| Requirement |
Give the lines of the records between the line containing "Tag every instance of the police" and the line containing "x=156 y=157", inclusive, as a numbered list, leaving out any blank lines.

(Excerpts from a point labeling dataset)

★ ★ ★

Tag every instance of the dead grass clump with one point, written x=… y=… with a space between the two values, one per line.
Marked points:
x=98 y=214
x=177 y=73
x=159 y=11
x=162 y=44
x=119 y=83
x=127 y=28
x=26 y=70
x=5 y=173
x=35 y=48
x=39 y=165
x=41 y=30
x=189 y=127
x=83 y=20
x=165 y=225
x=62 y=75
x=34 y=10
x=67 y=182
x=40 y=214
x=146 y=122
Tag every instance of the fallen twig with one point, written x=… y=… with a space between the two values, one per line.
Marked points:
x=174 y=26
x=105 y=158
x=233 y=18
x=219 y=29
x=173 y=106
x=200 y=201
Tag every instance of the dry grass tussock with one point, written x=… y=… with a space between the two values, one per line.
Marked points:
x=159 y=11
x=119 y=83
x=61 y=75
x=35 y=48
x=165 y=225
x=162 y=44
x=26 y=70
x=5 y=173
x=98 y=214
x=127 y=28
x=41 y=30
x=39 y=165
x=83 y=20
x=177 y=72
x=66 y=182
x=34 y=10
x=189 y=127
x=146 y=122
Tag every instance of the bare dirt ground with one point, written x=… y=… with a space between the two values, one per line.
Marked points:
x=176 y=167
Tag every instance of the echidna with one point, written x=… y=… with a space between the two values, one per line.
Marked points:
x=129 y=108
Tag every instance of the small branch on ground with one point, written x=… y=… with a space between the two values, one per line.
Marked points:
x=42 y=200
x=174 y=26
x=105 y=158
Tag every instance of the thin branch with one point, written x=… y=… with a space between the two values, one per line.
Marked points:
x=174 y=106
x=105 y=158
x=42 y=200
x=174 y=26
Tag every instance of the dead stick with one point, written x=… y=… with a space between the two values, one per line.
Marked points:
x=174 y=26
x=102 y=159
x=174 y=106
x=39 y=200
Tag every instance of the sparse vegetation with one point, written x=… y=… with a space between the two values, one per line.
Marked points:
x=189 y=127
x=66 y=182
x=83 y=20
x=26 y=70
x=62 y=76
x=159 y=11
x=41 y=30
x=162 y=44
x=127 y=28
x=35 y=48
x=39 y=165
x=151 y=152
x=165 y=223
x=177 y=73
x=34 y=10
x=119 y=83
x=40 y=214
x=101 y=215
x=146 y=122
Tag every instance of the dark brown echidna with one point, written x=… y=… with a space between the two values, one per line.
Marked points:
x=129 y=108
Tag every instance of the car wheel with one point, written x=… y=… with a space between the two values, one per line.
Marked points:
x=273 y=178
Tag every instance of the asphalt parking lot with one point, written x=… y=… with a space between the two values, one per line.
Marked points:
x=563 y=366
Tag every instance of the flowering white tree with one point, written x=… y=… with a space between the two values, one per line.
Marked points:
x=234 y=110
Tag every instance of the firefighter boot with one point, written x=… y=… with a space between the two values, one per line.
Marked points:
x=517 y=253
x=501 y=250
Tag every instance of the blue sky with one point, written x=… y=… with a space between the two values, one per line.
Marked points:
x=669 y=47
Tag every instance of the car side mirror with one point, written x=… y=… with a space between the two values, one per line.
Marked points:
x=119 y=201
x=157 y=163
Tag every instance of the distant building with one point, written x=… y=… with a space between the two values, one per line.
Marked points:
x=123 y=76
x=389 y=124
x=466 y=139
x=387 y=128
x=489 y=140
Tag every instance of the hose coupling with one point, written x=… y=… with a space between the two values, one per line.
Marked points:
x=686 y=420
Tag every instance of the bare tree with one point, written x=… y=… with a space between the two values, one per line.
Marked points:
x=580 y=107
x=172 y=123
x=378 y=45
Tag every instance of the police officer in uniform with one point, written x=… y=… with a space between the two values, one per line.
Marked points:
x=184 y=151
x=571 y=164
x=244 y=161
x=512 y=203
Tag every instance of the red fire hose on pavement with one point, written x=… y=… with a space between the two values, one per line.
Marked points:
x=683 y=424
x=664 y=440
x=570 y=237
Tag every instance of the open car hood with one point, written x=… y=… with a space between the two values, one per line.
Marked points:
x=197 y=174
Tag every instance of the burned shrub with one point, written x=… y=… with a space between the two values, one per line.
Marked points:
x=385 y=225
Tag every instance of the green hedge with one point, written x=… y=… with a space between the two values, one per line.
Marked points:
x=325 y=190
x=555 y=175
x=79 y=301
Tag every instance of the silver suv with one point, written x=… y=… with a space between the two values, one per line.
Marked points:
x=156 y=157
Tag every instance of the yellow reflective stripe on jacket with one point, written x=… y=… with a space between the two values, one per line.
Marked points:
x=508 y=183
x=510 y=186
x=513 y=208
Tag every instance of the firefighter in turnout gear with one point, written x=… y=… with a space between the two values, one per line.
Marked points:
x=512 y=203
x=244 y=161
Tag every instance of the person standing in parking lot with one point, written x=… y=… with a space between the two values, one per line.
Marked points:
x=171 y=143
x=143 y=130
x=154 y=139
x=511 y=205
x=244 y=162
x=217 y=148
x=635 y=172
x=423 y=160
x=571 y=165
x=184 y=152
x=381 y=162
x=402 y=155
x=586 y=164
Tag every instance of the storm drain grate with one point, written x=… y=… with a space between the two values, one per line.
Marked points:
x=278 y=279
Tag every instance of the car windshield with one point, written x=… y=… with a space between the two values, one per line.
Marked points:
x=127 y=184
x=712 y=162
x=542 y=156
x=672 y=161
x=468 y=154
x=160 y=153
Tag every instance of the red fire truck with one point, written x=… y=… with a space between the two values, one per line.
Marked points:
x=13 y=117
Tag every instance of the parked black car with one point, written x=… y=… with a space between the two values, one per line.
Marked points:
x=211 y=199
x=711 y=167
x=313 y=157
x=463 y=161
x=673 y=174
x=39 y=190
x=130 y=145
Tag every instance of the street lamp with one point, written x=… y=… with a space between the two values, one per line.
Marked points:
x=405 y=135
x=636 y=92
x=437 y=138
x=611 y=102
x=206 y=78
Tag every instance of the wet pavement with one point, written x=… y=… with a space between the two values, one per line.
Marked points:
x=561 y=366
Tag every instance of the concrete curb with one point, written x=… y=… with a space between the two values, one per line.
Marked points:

★ ★ ★

| Result |
1. Tag every instance of the police officer in uniform with one point, written x=… y=… with a space between the two values, one per line.
2. Marked points:
3. x=184 y=151
4. x=571 y=164
5. x=244 y=161
6. x=512 y=203
7. Tag every instance of the red fire hose on pavement with one point, written x=… y=… with a space between the two values, one per line.
8. Marked points:
9. x=683 y=424
10. x=664 y=440
11. x=570 y=237
12. Tag every instance of the open car hood with one point, written x=… y=… with a space between the two values, one per line.
13. Marked points:
14. x=197 y=174
15. Tag every instance of the burned shrub with one point, written x=… y=… with a space between the two values, one per line.
16. Marked points:
17. x=385 y=225
18. Tag every instance of the green hedge with one point, written x=… y=… with a space between the two values, one per line.
19. Marked points:
20. x=325 y=190
21. x=555 y=175
22. x=79 y=301
23. Tag every instance of the silver suv with one point, written x=… y=… with a space between the two values, one per line.
24. Marked points:
25. x=156 y=157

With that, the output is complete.